*Request*:
Locate each line in the items below that contains the string "stereo" and copy those lines out, treating uppercase and lowercase as different.

[Raw records]
▽
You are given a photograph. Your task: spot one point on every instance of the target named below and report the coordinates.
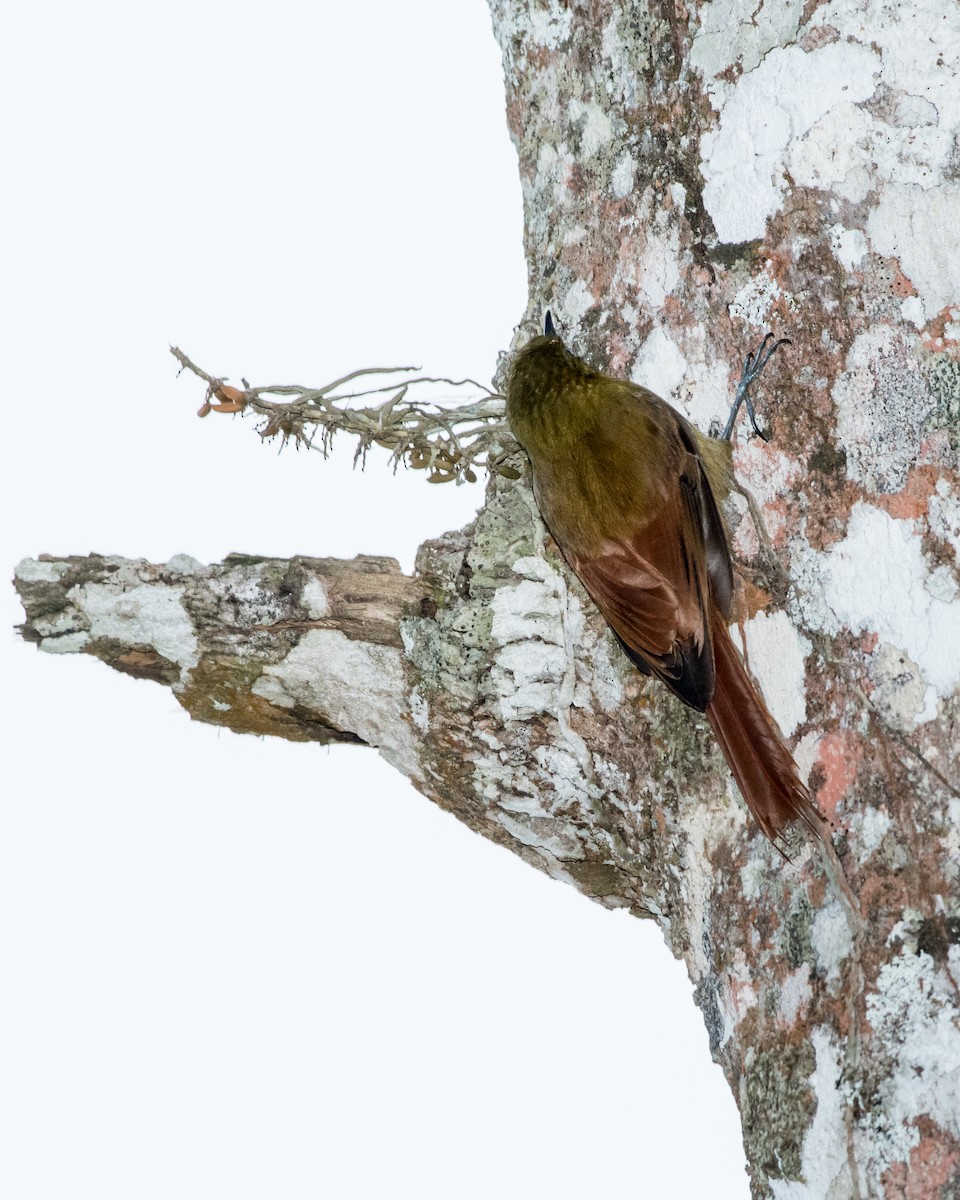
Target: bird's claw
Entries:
(753, 366)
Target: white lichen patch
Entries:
(777, 652)
(315, 599)
(912, 1014)
(943, 509)
(532, 660)
(185, 564)
(744, 160)
(622, 178)
(245, 598)
(597, 676)
(594, 126)
(832, 940)
(742, 31)
(869, 829)
(796, 995)
(147, 615)
(849, 246)
(919, 228)
(351, 685)
(559, 841)
(66, 643)
(882, 402)
(825, 1164)
(30, 570)
(875, 580)
(659, 364)
(755, 299)
(899, 689)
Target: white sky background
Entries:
(247, 969)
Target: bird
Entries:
(631, 492)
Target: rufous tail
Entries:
(753, 745)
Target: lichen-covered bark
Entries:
(693, 173)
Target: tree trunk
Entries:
(691, 175)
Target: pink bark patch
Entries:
(839, 757)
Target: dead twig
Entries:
(448, 442)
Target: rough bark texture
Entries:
(691, 173)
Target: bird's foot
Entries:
(753, 365)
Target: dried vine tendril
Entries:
(447, 442)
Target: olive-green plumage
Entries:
(629, 490)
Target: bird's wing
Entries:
(653, 586)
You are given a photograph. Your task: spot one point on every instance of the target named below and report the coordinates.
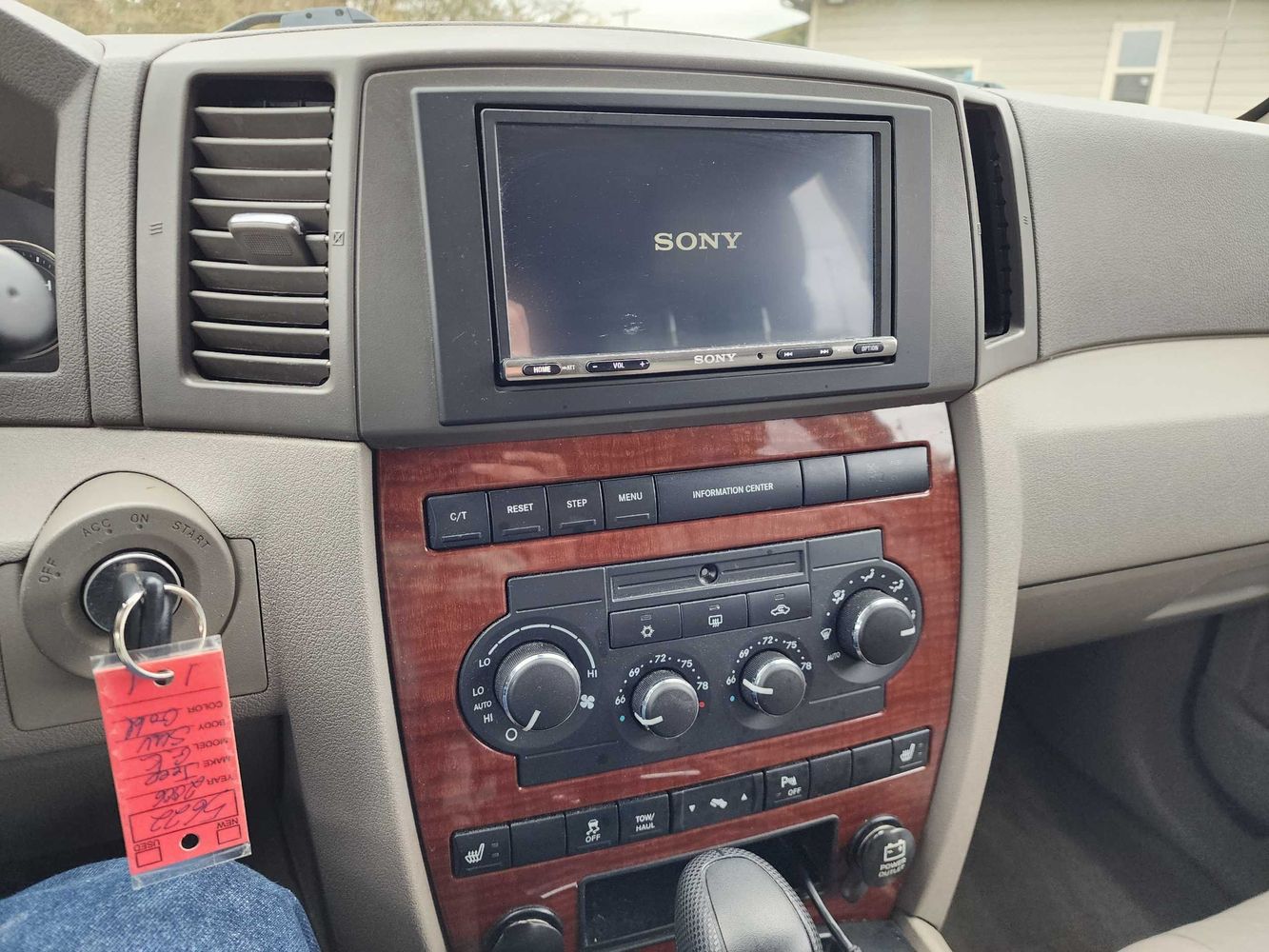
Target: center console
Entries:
(614, 651)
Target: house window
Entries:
(957, 74)
(1135, 68)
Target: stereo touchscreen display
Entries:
(637, 235)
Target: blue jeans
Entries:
(95, 909)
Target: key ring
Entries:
(121, 620)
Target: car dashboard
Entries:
(522, 615)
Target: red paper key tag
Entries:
(174, 760)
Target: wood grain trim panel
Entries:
(439, 602)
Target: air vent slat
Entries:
(290, 342)
(264, 185)
(998, 220)
(260, 145)
(267, 122)
(221, 247)
(262, 278)
(262, 308)
(216, 212)
(262, 368)
(264, 152)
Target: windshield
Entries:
(1210, 56)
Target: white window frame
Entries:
(943, 63)
(1115, 69)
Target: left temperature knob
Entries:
(537, 685)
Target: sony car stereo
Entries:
(605, 253)
(629, 244)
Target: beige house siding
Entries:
(1060, 46)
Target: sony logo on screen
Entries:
(696, 240)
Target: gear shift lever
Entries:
(731, 901)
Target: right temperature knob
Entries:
(876, 627)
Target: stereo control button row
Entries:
(462, 520)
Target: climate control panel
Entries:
(603, 668)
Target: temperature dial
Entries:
(876, 627)
(537, 685)
(665, 704)
(773, 684)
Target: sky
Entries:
(730, 18)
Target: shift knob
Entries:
(731, 901)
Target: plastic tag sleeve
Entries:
(174, 760)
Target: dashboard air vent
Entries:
(259, 206)
(998, 216)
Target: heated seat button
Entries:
(715, 803)
(575, 506)
(823, 480)
(518, 513)
(591, 828)
(780, 605)
(788, 783)
(629, 502)
(457, 521)
(644, 626)
(481, 851)
(726, 613)
(911, 750)
(644, 818)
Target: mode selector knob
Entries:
(537, 685)
(773, 684)
(876, 627)
(665, 704)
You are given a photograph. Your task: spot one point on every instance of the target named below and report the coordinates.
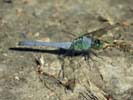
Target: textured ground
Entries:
(109, 77)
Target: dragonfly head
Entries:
(96, 44)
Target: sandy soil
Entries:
(34, 74)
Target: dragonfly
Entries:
(82, 43)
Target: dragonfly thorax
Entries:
(81, 44)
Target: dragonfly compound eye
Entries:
(97, 44)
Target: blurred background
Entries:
(109, 78)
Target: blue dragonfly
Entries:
(82, 43)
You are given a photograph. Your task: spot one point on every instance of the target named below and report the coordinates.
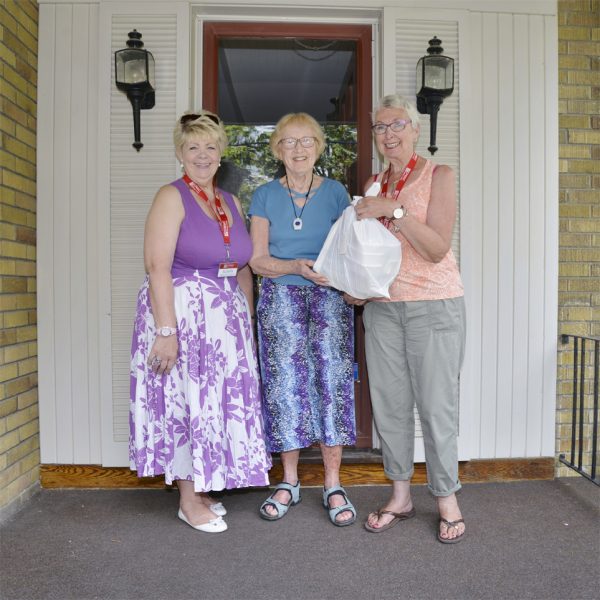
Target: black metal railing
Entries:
(584, 423)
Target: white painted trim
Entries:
(551, 223)
(45, 235)
(296, 15)
(546, 7)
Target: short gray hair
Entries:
(397, 101)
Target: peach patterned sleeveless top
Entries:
(420, 279)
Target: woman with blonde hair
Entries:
(195, 394)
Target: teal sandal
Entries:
(295, 498)
(335, 511)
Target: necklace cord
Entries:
(305, 197)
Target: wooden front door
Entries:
(254, 73)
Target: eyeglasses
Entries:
(291, 143)
(185, 119)
(381, 128)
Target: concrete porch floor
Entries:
(527, 539)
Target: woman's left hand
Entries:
(163, 354)
(373, 207)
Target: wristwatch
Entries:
(400, 212)
(166, 331)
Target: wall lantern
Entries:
(435, 81)
(134, 74)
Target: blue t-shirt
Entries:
(272, 202)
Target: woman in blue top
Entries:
(305, 329)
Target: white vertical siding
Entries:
(516, 286)
(69, 399)
(132, 179)
(498, 130)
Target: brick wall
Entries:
(579, 208)
(19, 426)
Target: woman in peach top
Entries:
(415, 340)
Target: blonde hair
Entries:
(297, 119)
(199, 125)
(397, 101)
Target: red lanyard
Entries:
(221, 215)
(400, 184)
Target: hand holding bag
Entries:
(361, 258)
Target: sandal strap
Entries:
(281, 507)
(336, 510)
(381, 512)
(453, 524)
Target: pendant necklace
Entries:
(297, 222)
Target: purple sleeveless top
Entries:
(200, 246)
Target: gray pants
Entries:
(414, 354)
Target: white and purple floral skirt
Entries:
(201, 422)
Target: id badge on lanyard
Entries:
(227, 269)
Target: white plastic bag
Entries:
(361, 258)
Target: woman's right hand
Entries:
(354, 301)
(304, 268)
(163, 354)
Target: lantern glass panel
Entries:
(131, 66)
(151, 69)
(439, 73)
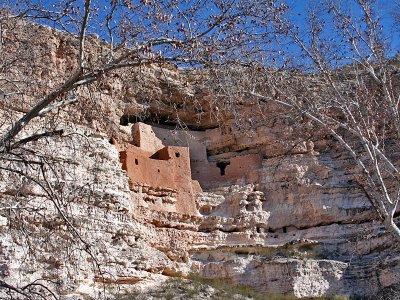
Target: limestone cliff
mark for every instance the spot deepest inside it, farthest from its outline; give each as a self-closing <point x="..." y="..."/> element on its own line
<point x="251" y="199"/>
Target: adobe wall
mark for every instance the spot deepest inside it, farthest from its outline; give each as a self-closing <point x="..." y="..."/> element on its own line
<point x="162" y="162"/>
<point x="165" y="177"/>
<point x="239" y="169"/>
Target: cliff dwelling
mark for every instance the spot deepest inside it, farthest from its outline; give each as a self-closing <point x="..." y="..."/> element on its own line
<point x="171" y="167"/>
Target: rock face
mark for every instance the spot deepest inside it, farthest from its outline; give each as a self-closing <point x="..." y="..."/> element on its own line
<point x="273" y="207"/>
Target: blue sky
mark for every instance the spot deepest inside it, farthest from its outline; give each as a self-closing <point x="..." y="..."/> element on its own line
<point x="298" y="11"/>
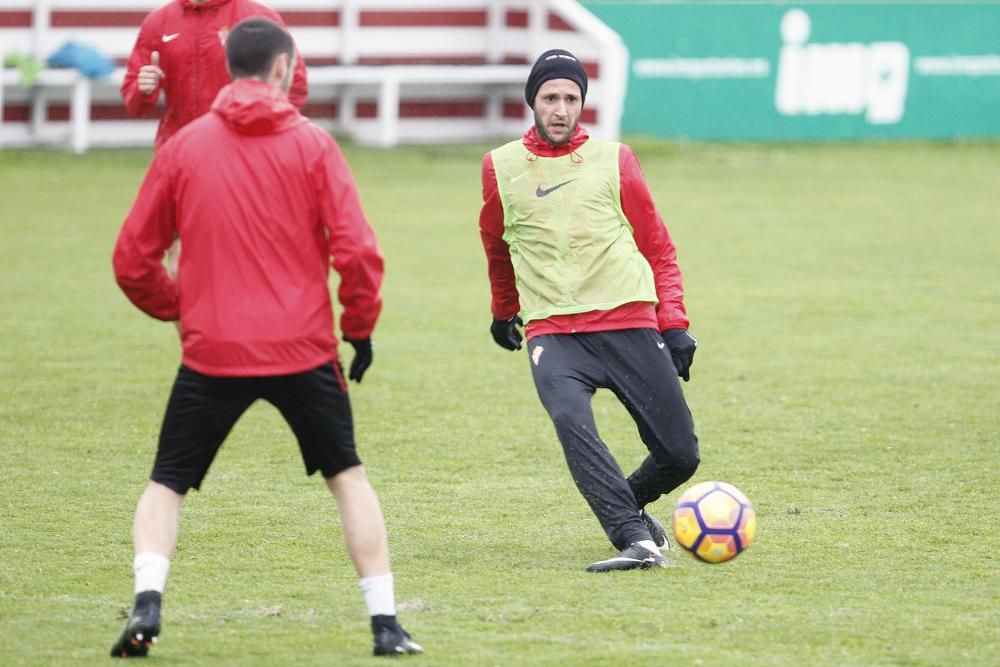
△
*Response to this exercise*:
Target: stereo touchscreen display
Target: sony car stereo
Target: stereo control button row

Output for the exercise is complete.